● **DOCUMENT SEGMENT**:
[Start of Attachment]

An in-depth preview of tonight's play-off second leg with a look at some key issues.
More of same but more clinical
IF THE first leg at Bolton on Saturday felt like a 50/50 contest beforehand, a few percentage points have surely shifted in Barnsley’s favour for tonight’s second leg following the 1-1 draw.
It is still on a knife’s edge, with the first goal likely crucial as always with Michael Duff’s side this season, but the Reds are slight favourites. They were the better side in the close first leg, will now play in front of a large home crowd and, after all, they did finish ahead of the Trotters in the League One table.
Barnsley equalled their club record for 31 wins in all competitions in a season when they beat Oxford United 2-0 on April 22.
Since then they lost at home to Ipswich and Peterborough, drew 4-4 in a bonkers game at MK Dons then produced their best performance for several weeks at Bolton.
A record-breaking 32nd win of the campaign is now what is required to send the Reds to Wembley.
A similar performance to the first leg will give them a fine chance of doing so but they will need to be slightly more clinical.
Bruce Dyer and Sam Winnall are the only Barnsley players to have scored at Oakwell in a play-off game.
Someone else will need to step up and write their name into Reds folklore.
It is a likely to be a tight match against a good defensive side, so they may need to find some individual magic or be very clinical – or hold their nerve for a penalty shoot-out having missed three of four spot-kicks this season.
Bolton’s impressive goalkeeper James Trafford saved two one-on-ones on Saturday, and there were several other efforts on goal or moments when the Reds got a key pass or touch slightly wrong in the Bolton box.

[End of Attachment]

● **ENTRIES SUPPLIED**:
[Start of Attachment]

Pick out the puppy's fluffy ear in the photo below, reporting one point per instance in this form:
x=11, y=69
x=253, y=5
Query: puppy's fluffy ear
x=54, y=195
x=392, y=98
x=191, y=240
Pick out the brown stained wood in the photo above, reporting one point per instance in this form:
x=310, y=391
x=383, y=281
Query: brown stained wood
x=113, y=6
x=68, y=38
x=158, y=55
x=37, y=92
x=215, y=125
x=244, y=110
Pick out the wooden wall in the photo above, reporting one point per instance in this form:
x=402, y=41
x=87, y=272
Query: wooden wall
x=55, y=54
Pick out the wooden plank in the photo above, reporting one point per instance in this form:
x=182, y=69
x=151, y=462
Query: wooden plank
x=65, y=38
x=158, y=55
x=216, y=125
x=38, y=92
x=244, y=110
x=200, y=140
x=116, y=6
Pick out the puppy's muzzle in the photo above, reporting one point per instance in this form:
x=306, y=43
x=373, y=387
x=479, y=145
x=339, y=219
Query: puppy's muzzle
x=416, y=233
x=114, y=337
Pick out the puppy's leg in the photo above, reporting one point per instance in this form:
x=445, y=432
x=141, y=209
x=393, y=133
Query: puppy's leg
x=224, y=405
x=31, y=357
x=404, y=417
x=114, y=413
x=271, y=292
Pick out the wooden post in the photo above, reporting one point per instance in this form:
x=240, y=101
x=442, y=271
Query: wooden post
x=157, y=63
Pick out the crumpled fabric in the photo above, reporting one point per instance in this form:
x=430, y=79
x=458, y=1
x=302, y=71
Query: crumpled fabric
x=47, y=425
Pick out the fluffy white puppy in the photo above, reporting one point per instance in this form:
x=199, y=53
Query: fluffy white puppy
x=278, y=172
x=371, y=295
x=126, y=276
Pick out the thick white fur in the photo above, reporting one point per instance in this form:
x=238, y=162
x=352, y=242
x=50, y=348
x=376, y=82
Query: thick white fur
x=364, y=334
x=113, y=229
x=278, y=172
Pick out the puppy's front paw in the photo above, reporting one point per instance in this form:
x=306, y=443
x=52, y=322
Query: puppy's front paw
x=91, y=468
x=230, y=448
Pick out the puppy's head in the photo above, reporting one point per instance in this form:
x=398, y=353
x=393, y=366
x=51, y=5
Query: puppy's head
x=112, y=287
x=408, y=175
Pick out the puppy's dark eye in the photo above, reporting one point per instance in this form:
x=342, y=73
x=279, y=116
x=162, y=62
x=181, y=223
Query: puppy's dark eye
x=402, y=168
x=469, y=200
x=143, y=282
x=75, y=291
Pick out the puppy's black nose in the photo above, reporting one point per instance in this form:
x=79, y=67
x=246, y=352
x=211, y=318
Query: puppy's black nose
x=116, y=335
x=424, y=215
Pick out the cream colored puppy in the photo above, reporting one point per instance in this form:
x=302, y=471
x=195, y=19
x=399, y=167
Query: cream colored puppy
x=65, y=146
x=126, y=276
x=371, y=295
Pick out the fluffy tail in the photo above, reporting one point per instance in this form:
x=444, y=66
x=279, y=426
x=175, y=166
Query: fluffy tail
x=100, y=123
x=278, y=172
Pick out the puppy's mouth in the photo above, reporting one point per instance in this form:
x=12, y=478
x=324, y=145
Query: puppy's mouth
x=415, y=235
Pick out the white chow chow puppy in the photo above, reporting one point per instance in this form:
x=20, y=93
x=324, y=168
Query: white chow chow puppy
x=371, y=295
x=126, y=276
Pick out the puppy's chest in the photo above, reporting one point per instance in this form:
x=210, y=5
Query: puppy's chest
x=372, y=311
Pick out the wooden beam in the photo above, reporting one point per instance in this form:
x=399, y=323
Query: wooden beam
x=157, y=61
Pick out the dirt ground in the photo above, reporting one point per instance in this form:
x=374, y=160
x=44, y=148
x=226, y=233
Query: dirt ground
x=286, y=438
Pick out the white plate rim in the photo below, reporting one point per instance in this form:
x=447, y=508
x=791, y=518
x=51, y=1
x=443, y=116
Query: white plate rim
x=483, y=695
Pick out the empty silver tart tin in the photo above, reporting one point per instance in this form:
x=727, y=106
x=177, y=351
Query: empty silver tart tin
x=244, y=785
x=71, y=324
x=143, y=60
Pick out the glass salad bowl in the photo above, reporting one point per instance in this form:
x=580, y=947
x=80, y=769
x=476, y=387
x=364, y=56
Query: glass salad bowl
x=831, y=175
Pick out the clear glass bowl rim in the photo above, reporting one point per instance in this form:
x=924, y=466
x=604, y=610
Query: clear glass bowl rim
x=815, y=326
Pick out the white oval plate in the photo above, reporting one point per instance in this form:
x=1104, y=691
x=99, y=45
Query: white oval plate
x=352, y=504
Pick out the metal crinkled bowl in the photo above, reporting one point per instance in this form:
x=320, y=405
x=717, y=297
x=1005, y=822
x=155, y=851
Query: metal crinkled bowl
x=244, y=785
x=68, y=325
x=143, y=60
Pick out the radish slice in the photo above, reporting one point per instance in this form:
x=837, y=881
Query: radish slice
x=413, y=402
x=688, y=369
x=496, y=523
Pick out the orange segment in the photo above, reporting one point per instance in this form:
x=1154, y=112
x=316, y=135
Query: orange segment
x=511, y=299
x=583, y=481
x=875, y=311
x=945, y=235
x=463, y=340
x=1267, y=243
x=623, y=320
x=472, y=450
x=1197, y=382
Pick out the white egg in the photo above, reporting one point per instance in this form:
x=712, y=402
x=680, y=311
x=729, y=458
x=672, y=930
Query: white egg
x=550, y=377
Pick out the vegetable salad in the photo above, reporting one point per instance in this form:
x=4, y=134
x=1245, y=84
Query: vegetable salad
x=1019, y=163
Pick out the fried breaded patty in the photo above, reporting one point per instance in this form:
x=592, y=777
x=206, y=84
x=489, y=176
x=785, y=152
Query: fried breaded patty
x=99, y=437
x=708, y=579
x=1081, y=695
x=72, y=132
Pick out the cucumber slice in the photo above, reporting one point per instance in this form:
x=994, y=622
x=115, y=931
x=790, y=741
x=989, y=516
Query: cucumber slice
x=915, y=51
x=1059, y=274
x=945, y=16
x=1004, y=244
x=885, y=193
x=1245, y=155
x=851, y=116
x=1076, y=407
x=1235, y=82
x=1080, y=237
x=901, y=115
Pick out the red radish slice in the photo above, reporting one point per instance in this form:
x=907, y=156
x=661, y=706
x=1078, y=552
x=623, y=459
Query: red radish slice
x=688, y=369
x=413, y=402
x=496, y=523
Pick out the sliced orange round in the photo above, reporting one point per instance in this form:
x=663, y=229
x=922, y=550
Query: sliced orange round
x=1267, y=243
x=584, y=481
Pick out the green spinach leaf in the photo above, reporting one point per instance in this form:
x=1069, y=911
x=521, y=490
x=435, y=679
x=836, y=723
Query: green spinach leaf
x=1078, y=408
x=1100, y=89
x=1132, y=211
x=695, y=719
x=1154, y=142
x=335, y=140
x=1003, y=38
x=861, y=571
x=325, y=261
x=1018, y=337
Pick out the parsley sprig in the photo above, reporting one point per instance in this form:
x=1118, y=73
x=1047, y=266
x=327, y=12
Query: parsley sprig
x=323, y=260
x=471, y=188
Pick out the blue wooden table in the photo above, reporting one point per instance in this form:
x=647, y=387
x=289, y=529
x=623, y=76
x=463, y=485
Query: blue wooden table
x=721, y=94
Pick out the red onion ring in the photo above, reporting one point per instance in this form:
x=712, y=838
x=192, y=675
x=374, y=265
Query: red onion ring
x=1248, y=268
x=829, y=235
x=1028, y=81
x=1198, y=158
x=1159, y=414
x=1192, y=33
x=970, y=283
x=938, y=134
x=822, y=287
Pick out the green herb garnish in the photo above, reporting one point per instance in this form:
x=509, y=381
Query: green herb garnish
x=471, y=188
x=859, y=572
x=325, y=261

[End of Attachment]

● **TASK OBJECTIVE**:
Please say which Barnsley players, according to the match preview, are the only ones to have scored at Oakwell in a play-off game. The material has no connection to the match preview.

● **EXPECTED ANSWER**:
Bruce Dyer and Sam Winnall.